*** Text to read

= Michael Springmann =

American consular official

J. Michael Springmann (b. 1945) was the head of the American visa bureau in Jeddah, Saudi Arabia, in the Reagan and former Bush administrations, from September 1987 through March 1989. Since 1999 he has worked as an immigration, general practice, family, DUI, and DWI attorney and counselor at law, and is licensed to practice law in Washington, D.C., Maryland, and Virginia. The Law Office of J. Michael Springmann is based in Washington, D.C.

==Education==
Springmann holds a B.F.S. (Bachelor of Foreign Service) degree from Georgetown University (1967), and a JD from the American University Washington College of Law (1998).

== Claims regarding unqualified visa applicants and firing ==
While stationed in Saudi Arabia, Springmann was "ordered by high level State Dept officials to issue visas to unqualified applicants". Springmann states that these applicants were terrorist recruits of Osama bin Laden, who were being sent to the United States in order to obtain training from the CIA. Springmann issued complaints to "higher authorities at several agencies," but they have gone unanswered, and his experiences were not mentioned in the 9/11 Commission Report. The State Department has stated that the consular officer (Jay Phillip Freres, who served as U.S. Consul General in Jeddah from 1986 to 1989) had final authority in issuing the visas, not Springmann.

From cited CBC Interview:

CBC: And when you questioned them, what would they say were their reasons for expecting to get a visa with such slight credentials?

******
*** Records shown

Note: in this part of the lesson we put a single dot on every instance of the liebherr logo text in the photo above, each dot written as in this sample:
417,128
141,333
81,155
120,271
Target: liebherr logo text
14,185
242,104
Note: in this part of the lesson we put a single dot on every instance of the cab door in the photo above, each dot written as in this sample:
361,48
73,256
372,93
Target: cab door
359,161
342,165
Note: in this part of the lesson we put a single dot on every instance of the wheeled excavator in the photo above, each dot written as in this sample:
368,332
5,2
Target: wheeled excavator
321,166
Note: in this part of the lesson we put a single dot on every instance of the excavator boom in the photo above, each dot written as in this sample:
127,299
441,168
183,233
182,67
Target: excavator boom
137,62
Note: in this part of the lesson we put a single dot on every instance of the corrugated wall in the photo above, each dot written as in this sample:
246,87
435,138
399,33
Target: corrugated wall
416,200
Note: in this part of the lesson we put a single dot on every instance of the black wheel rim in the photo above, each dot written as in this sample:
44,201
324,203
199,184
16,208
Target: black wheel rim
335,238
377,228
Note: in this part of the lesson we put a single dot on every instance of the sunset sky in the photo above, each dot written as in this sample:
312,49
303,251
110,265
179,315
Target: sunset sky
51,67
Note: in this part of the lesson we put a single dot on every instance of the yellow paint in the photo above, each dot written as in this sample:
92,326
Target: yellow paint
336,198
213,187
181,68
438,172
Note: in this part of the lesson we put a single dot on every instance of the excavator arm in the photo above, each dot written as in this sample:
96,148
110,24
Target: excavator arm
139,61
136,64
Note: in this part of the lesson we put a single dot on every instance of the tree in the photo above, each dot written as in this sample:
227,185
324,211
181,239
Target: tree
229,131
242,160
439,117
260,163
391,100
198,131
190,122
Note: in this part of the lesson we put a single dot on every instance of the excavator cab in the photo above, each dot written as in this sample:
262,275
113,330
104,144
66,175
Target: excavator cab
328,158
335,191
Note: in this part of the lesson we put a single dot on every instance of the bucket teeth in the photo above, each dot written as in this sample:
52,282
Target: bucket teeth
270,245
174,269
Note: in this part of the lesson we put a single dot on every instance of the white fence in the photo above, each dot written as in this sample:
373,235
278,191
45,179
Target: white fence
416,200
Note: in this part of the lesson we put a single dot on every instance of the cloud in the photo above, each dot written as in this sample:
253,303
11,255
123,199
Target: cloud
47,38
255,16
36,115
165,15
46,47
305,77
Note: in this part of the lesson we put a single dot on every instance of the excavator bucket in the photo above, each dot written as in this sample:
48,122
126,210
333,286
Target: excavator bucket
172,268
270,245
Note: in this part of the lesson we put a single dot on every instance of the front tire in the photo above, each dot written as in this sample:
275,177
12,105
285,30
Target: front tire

******

Description of the task:
Rewrite the passage of the article on Michael Springmann starting at "American consular official" and ending at "based in Washington, D.C.", changing "attorney" to "lawyer".

Result:
American consular official

J. Michael Springmann (b. 1945) was the head of the American visa bureau in Jeddah, Saudi Arabia, in the Reagan and former Bush administrations, from September 1987 through March 1989. Since 1999 he has worked as an immigration, general practice, family, DUI, and DWI lawyer and counselor at law, and is licensed to practice law in Washington, D.C., Maryland, and Virginia. The Law Office of J. Michael Springmann is based in Washington, D.C.